_Stored data_.
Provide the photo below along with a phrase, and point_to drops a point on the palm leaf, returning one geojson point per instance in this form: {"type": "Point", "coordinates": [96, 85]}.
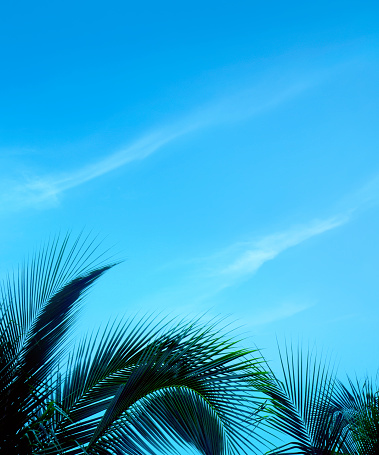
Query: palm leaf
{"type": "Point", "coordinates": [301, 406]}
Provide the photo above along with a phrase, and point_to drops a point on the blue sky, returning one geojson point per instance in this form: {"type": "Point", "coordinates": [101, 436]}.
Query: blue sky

_To do_.
Copy the material exactly. Do not include the pictures.

_Completed task_.
Provide the photo below along with a phrase, and point_to drops a point on the palm leaf, returning one geojson point per instance in this form: {"type": "Point", "coordinates": [96, 85]}.
Query: palm leaf
{"type": "Point", "coordinates": [301, 406]}
Provide the photo above along with a phrase, and point_to drops a point on the blue sky, returning one geojson point per instance in this form: {"type": "Point", "coordinates": [101, 436]}.
Query: blue sky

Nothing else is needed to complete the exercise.